*Requirement 1*.
Answer these from the Humberto Abarca biography, one answer per line:
(a) Which party did Abarca belong to?
(b) On what date did he marry Olga Elena Díaz Abarca?
(c) At what age did he begin working at the Chuquicamata mine?
*Requirement 2*.
Please quote the Humberto Abarca biography between "Member of the" and "Chilean politician (1909–1976)", inclusive.

*Excerpted text*.
Member of the Chamber of Deputies
- In office 15 May 1941 – 15 May 1949
- Constituency: 4th Departamental Group

Personal details
- Born: 14 March 1909 Pampa Unión, Chile
- Died: 2 June 1976 (aged 67) Santiago, Chile
- Party: Communist Party of Chile
- Spouse: Olga Elena Díaz Abarca
- Occupation: Politician; Worker; Welder

= Humberto Abarca =

Chilean politician (1909–1976)

Humberto Abarca Cabrera (14 March 1909 – 2 June 1976) was a Chilean worker, welder, trade-union leader and communist politician who served as Deputy during the 1941–1949 legislative period.

Abarca declared in 1950 that his legal birth year had been altered so he could work earlier; based on his age at that time, his real birth year would have been 1911.

== Biography ==
Abarca Cabrera was born in Pampa Unión on 14 March 1909, the son of José Abarca and Margarita Cabrera. He married Olga Elena Díaz Abarca on 1 August 1943.

He studied in Antofagasta and worked from a young age as a labourer and arc welder. He began at the Chuquicamata mine at age twelve, first as a messenger, staying there until 1930. He later worked at the María Elena nitrate works until 1932.

*Given records*.
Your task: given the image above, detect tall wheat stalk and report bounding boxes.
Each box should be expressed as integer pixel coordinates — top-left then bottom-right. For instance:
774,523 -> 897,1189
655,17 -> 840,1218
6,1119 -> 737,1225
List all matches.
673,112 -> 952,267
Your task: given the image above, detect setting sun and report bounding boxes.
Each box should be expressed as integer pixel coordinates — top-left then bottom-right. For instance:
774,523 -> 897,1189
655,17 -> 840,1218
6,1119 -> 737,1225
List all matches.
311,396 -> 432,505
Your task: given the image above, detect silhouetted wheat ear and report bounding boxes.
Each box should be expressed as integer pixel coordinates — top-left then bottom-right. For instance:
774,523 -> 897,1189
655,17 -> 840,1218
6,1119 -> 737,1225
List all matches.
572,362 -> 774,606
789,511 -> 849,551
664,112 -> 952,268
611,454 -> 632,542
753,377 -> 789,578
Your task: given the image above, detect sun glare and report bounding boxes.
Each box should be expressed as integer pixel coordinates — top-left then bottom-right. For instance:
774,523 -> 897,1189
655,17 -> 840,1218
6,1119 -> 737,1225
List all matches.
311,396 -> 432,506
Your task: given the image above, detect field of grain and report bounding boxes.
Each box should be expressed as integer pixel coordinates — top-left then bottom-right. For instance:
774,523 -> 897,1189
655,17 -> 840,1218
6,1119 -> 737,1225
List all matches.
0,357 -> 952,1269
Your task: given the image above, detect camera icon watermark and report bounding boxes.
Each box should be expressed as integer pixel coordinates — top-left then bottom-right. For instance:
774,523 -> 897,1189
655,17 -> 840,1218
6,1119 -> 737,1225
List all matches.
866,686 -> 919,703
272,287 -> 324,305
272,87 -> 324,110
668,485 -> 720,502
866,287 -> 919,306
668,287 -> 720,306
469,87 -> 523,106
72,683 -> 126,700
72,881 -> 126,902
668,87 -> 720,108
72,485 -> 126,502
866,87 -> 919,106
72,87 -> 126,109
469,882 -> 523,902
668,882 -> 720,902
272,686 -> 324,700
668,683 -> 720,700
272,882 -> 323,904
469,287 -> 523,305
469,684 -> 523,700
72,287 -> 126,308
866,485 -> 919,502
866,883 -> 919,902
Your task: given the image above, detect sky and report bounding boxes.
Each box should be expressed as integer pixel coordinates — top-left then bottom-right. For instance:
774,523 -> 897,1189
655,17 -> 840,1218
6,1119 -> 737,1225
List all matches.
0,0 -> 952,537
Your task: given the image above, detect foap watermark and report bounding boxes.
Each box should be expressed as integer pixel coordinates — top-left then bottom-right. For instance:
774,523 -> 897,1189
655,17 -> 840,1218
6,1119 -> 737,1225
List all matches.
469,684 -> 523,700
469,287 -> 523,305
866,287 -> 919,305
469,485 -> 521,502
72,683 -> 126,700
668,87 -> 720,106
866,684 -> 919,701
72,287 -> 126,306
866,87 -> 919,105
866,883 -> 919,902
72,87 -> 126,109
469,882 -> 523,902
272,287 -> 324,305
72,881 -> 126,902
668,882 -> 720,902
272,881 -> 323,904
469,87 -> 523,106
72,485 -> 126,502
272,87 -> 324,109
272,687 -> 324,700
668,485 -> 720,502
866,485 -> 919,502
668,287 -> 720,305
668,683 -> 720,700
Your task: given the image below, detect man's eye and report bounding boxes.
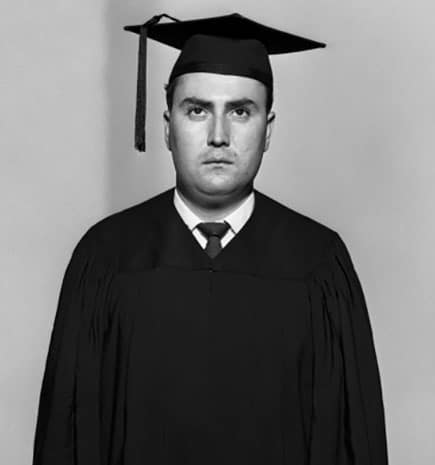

*Written answer 1*.
(a) The Communist Party of Chile
(b) 1 August 1943
(c) Twelve

*Written answer 2*.
Member of the Chamber of Deputies
- In office 15 May 1941 – 15 May 1949
- Constituency: 4th Departamental Group

Personal details
- Born: 14 March 1909 Pampa Unión, Chile
- Died: 2 June 1976 (aged 67) Santiago, Chile
- Party: Communist Party of Chile
- Spouse: Olga Elena Díaz Abarca
- Occupation: Politician; Worker; Welder

= Humberto Abarca =

Chilean politician (1909–1976)